→ PROBLEM DETAILS:
Pick out each line in the rows below that contains the word "ceiling", and copy those lines.

···

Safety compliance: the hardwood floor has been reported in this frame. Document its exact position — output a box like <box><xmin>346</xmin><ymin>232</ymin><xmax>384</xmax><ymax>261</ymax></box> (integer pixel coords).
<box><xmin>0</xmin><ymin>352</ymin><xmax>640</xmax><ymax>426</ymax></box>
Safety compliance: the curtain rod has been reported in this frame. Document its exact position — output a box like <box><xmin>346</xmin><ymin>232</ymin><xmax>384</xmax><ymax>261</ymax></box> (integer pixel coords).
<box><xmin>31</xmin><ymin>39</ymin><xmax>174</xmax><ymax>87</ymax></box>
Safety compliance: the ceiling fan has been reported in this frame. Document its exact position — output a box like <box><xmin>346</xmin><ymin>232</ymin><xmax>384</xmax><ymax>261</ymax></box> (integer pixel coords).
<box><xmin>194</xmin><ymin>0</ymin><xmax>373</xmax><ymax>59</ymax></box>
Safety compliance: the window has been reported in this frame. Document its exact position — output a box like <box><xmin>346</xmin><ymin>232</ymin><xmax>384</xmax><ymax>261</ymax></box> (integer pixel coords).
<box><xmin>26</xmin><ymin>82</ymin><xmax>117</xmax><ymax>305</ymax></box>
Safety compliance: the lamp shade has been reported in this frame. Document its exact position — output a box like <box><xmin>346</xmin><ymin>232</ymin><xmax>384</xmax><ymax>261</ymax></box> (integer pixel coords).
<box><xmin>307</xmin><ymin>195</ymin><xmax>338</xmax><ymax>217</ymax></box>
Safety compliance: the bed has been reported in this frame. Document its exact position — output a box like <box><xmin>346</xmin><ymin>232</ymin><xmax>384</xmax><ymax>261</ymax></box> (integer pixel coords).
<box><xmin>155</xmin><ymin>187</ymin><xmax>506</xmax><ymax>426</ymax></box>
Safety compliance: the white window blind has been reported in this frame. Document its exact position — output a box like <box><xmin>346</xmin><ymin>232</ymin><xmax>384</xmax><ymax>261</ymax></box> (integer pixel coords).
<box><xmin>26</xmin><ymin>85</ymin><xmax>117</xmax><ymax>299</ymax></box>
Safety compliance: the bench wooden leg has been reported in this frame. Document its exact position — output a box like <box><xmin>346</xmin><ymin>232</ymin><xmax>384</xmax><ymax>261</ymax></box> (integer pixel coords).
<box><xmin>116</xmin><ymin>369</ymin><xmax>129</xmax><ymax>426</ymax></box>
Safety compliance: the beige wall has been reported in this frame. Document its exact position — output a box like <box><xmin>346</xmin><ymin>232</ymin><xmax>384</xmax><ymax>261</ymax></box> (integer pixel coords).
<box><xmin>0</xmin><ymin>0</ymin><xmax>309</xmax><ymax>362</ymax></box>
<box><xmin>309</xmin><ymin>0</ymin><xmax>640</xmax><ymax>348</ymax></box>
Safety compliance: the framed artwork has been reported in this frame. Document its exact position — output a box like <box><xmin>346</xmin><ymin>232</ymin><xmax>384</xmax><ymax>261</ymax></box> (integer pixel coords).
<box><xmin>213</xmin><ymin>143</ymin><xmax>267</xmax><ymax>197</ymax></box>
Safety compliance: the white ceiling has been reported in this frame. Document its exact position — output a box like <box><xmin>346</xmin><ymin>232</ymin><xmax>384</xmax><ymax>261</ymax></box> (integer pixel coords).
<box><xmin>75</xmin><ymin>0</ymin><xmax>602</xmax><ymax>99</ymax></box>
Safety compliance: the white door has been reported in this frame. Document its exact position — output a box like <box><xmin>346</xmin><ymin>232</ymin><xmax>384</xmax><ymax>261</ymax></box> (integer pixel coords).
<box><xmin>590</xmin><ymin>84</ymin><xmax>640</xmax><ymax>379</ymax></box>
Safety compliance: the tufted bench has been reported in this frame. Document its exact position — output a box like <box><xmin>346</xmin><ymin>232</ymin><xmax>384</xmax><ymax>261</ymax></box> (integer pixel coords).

···

→ THE SOLUTION:
Safety compliance: the ceiling fan has been reported in this frame. Document its exact position — output a box like <box><xmin>346</xmin><ymin>232</ymin><xmax>384</xmax><ymax>261</ymax></box> (integer pixel coords).
Safety compliance: the white ceiling has been reported in this frame. Document its exact position — output a box like <box><xmin>346</xmin><ymin>232</ymin><xmax>384</xmax><ymax>261</ymax></box> (integer pixel coords).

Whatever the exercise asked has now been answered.